§ SEITE
----------------
Im Berichtszeitraum gibt es keine neuen Meldungen durch die lokale Initiative, die die Friedhöfe der Region Krasnodar nach nicht bekannt gewordenen Kriegstoten überprüft. Wir hoffen, dass das nicht so bleibt und Krasnodar weiter als Referenz für unsere Gesamtabschätzung erhalten bleibt.
Allgemeine Situation
Wir beobachten jetzt die Situation in allen Regionen Russlands. Alle registrierten Kriegstoten stammen aus offenen Quellen und werden von uns auf die Originalinformation verlinkt. Es kann allerdings vorkommen, dass diese von den Verfassern nachträglich gelöscht werden. In diesem Fall liegt uns ein Screenshot vor.
Die nebenstehende Tabelle zeigt die gefallenen russischen Soldaten pro 100.000 Einwohner Russlands - eine beinahe lineare Entwicklung auf inzwischen 23,6 Kriegstote. Seit Anfang des Jahres hat sich dieser Wert mehr als verdreifacht.
Zusatzinformationen
Wir nehmen in die Statistik nur solche Kriegstote auf, bei denen es Hinweise auf eine russische Heimatregion gibt. Alle anderen werden als unbekannte Region geführt. Häufig kommen die Nachrichten von Verwandten, Kollegen oder Soldaten aus dem selben Trupp. Fehlt ein Hinweis auf den Lebensmittelpunkt, nehmen wir an, dass der getötete Soldat aus der selben Region wie der Berichterstatter stammt. Das muss nicht immer zutreffen.
----------------
§ DEINE AUFGABEN
**1.** Auf wie viele gefallene russische Soldaten pro 100.000 Einwohner kommt der Text über die russischen Kriegstoten inzwischen?
**2.** Nimm den Text über die russischen Kriegstoten nach seinem letzten Satz wieder auf und schreib ihn weiter.

§ AUSGELESENE ANGABEN
----------------
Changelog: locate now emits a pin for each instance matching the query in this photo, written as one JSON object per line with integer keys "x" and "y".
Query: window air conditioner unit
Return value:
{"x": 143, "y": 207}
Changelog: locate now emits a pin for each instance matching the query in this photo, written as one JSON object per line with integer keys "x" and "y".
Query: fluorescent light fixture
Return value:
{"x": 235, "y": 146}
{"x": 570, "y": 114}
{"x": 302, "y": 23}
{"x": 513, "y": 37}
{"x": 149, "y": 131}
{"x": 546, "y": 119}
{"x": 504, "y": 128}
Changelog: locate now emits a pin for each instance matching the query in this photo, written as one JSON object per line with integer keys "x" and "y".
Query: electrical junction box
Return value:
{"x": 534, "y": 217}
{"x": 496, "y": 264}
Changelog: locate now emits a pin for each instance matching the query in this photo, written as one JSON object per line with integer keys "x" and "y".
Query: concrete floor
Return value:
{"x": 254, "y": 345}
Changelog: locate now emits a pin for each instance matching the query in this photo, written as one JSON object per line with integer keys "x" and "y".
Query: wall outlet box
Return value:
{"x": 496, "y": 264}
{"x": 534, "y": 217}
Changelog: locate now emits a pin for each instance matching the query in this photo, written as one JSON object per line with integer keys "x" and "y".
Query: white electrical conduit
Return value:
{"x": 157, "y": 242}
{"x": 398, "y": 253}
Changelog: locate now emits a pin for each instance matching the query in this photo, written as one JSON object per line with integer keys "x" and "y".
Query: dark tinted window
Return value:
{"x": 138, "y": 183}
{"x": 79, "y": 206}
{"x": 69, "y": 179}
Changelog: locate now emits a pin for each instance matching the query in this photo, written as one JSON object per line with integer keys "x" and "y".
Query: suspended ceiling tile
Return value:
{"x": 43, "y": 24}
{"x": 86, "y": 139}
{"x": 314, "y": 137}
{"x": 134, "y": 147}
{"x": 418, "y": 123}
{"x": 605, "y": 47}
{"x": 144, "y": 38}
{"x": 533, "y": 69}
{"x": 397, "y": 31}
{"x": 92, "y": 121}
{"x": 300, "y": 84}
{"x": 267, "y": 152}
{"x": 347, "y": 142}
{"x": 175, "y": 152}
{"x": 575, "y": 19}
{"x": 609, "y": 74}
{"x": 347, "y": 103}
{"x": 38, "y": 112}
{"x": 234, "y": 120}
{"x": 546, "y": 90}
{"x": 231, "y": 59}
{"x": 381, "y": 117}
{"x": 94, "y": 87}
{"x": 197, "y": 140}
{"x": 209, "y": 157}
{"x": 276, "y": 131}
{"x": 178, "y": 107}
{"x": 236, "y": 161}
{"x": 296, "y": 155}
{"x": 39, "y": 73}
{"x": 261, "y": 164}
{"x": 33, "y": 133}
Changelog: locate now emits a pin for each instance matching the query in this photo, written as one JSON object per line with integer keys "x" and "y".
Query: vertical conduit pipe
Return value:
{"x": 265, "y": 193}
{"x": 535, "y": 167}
----------------
§ LÖSUNGEN
**1.** Auf 23,6 Kriegstote pro 100.000 Einwohner.

**2.**
Alle weiteren Informationen sind statistisch wenig aussagekräftig. Man kann schon froh sein, wenn der Name in der Todesnachricht genannt wird, statt unser Vater, Bruder, Schwager oder ein Kosenamen. Auch lange Texte enthalten häufig wenig Verwertbares. Wer genauere Informationen über Alter, Beruf, militärischer Rang, Todesort usw haben möchte, müsste danach sehr umfangreich recherchieren. Das ist uns in diesem Zusammenhang nicht möglich.
Tabellen
Zum Zwecke der Übersichtlichkeit haben wir alle Tabellen in gesonderten Dateien untergebracht.
- Kriegstote nach Regionen - bisherige Zusammenstellung entsprechend 82 % der Bevölkerung
- Kriegstote nach Regionen - Zusammenstellung aller russischen Regionen
- Sortiert nach absoluten Zahlen
- Sortiert nach Anteil an der Bevölkerung
Abschätzung Gesamtzahl aller russischen Kriegstoten
Wir wissen, dass wir mit unseren Zahlen nur bedingt die Realität abbilden. Viele Kriegstote werden öffentlich verschwiegen. Das bringt uns zu folgenden Überlegungen:
- Der ehemalige russische Offizier Vitaly Votanovsky hat die Friedhöfe in der gesamten Region Krasnodar aufgesucht und dabei die Gräber von Kriegstoten ermittelt, die von den Medien nicht veröffentlicht wurden. Man kann also davon ausgehen, dass zumindest in dieser Region die meisten gefallenen Soldaten auch erfasst wurden. Insgesamt haben wir in Krasnodar (Stand 15.10.23) 1.167 gefallene Soldaten gelistet, davon wurden 699 in den Medien veröffentlicht, Vitaly Votanovsky oder seine Mitstreiter haben bis zu diesem Zeitpunkt die Gräber von 468 weiteren Gefallenen aufgezählt. Das bedeutet, dass in der Region Krasnodar gerundet etwa 60% aller Kriegstoten durch die Medien veröffentlicht wurden.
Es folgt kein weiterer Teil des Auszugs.